**EXTRACT PROVIDED**
________________________________________

Conversatio Divina

Part 1 of 2

Pursuing Social Justice from Within

Michael Simmons

“The movement from loneliness to solitude is not a movement of growing withdrawal but is instead a movement toward a deeper engagement in the burning issues of our time. The movement from loneliness to solitude can make it possible to convert slowly our fearful reactions into a loving response.”

Henri Nouwen, Reaching Out

 

I’ve just arrived back from a planned three-day retreat, which I cut short by a day and a half. Personal retreats are a part of my “rule of life” and a way I’ve found to reconnect with my true self and True Self. In the past I’ve entered retreats how one may enter an airconditioned grocery store on a humid Summer day, but this retreat I entered how I enter the dentist – I need to be here, but I don’t want to be here, and how numb will I be when I leave?

Being back from my retreat it is clear that I have been existing for months more in a state of loneliness than in solitude. Most of my days are spent alone, yet I end each day feeling as though I’ve been present to everyone’s needs except my own. Loneliness is not simply a state of being separated from others, but essentially a state of being separated from oneself.

Solitude is conversely similar – one can be separated from others, but entirely with oneself. In our loneliness we anxiously search for presence to arrive externally in the form of a friend, a guide, a new boss, a new job, a second messiah or the same a second time. However, in our solitude we descend into our lives, into our realities, and into an eternal moment where True Presences awaits.  Loneliness and solitude have less to do with external relationships and everything to do with the primary internal relationship.

These past months have been hard: extended hours working alone, limited contact with anyone and high output with little boundaries between work and home. Along with many others, I’ve been thrown in the deep end of the conversation around race and systemic injustice, and this has been wonderfully disruptive, but if I’m honest, with each hour, each Instagram post and each breaking news of another black body being brutalized, or another few thousand human beings pronounced dead; I find myself moving further from my core and further into reactivity to the constant deluge of stimuli and information.

________________________________________

**DATA ROWS**

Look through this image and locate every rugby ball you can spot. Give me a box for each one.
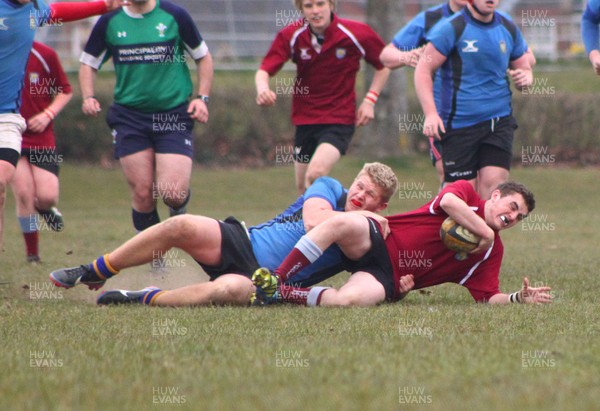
[440,217,481,259]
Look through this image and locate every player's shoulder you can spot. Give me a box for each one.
[31,41,57,57]
[96,8,127,26]
[586,0,600,13]
[311,176,344,190]
[494,10,516,26]
[332,16,375,33]
[159,0,190,18]
[279,19,308,36]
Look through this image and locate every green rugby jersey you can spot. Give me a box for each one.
[80,0,208,113]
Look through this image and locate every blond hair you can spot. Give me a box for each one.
[356,162,398,203]
[294,0,335,11]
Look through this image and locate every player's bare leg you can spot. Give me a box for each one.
[154,154,192,214]
[305,213,371,260]
[319,271,385,307]
[31,166,59,210]
[119,148,160,231]
[476,166,509,199]
[10,158,40,262]
[294,161,308,195]
[152,274,254,307]
[50,215,221,289]
[108,214,221,270]
[0,160,15,252]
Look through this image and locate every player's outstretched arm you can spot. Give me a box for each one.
[415,43,446,140]
[187,53,214,123]
[254,69,277,106]
[508,53,533,90]
[48,0,123,24]
[355,68,390,127]
[379,43,425,70]
[440,193,495,254]
[79,63,102,117]
[488,277,552,304]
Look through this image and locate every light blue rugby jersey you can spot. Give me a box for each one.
[427,7,527,128]
[392,3,454,108]
[248,177,347,285]
[0,0,50,114]
[581,0,600,54]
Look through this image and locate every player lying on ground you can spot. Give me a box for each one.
[50,163,398,306]
[253,180,551,306]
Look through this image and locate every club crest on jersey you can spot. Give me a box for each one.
[462,40,479,53]
[335,48,346,60]
[500,40,506,54]
[155,23,167,37]
[300,47,312,60]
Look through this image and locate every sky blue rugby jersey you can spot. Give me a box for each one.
[427,7,527,128]
[581,0,600,54]
[248,177,347,283]
[0,0,50,114]
[392,3,454,108]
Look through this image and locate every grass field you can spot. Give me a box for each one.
[0,158,600,411]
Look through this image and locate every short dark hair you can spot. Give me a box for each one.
[497,181,535,214]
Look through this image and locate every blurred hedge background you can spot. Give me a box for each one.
[55,62,600,167]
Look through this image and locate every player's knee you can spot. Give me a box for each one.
[37,195,56,210]
[332,292,365,307]
[160,214,197,243]
[213,277,252,304]
[160,190,188,209]
[304,166,327,187]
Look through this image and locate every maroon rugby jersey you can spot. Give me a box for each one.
[21,42,71,148]
[260,13,385,126]
[386,180,504,302]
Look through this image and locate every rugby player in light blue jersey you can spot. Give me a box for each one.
[415,0,533,198]
[50,163,398,306]
[379,0,467,184]
[581,0,600,75]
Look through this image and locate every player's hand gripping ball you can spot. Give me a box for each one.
[440,217,481,260]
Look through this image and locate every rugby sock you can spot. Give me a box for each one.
[140,289,164,305]
[89,254,119,280]
[131,208,160,232]
[19,214,39,256]
[275,235,323,282]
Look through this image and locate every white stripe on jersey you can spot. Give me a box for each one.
[185,40,208,60]
[338,23,367,57]
[31,48,50,74]
[79,50,106,70]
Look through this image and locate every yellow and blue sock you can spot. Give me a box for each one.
[89,254,119,280]
[140,288,164,305]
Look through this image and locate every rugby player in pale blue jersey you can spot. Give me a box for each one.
[379,0,467,184]
[415,0,533,198]
[581,0,600,75]
[0,0,119,250]
[50,163,398,306]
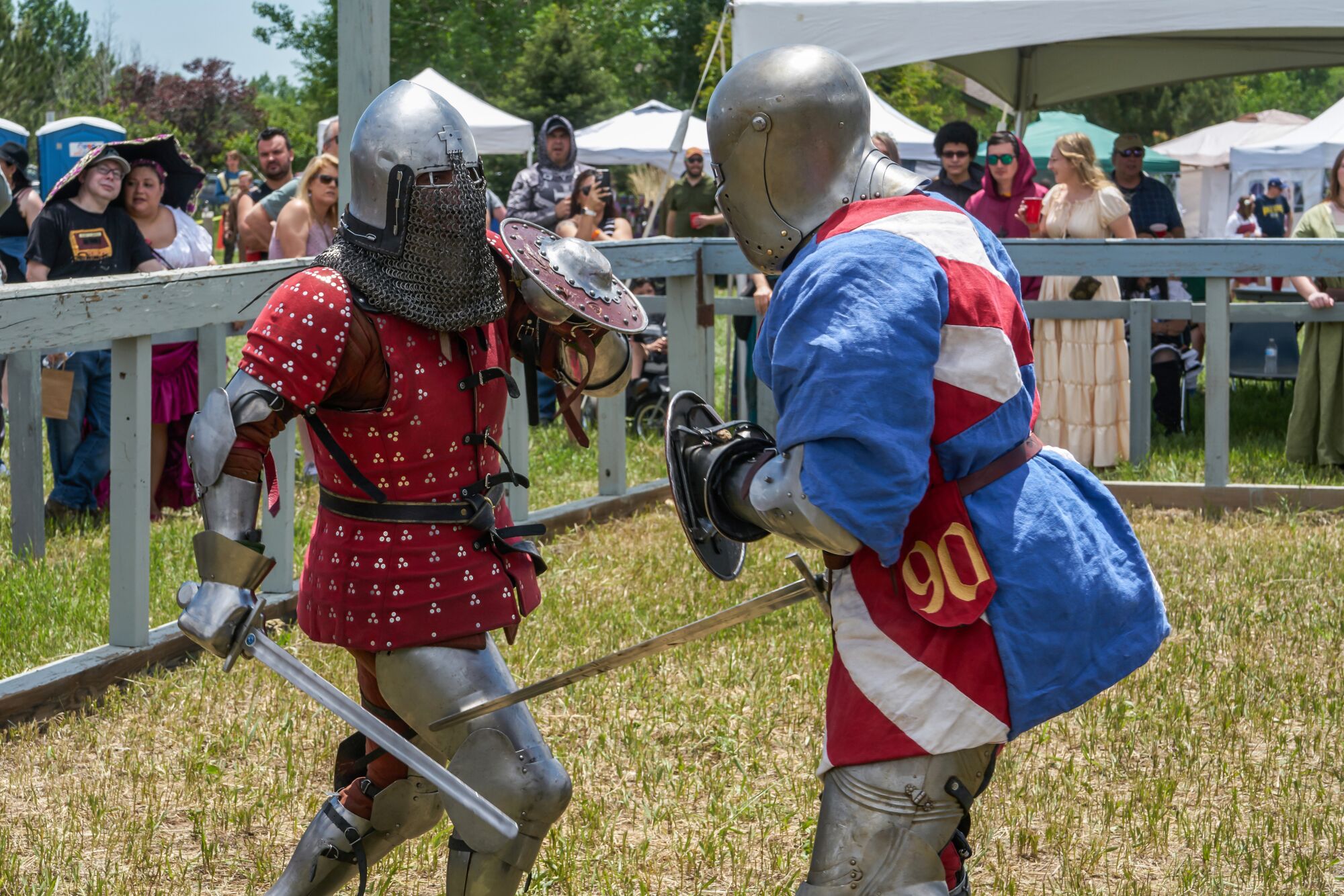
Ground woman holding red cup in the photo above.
[966,130,1046,298]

________________________________________

**WHAT YOU NEED TO DO**
(1) Translate this sentence from the essay on loneliness and solitude into Spanish: "Most of my days are spent alone, yet I end each day feeling as though I've been present to everyone's needs except my own."
(2) Repeat word for word the passage of the essay on loneliness and solitude starting with "Solitude is conversely" and going on through "primary internal relationship.".
Nothing in the data has any bearing on what is asked here.

**RESULTS BY TASK**
(1) La mayoría de mis días transcurren en soledad, y sin embargo termino cada día sintiendo que he estado presente ante las necesidades de todos, excepto las mías.

(2)
Solitude is conversely similar – one can be separated from others, but entirely with oneself. In our loneliness we anxiously search for presence to arrive externally in the form of a friend, a guide, a new boss, a new job, a second messiah or the same a second time. However, in our solitude we descend into our lives, into our realities, and into an eternal moment where True Presences awaits.  Loneliness and solitude have less to do with external relationships and everything to do with the primary internal relationship.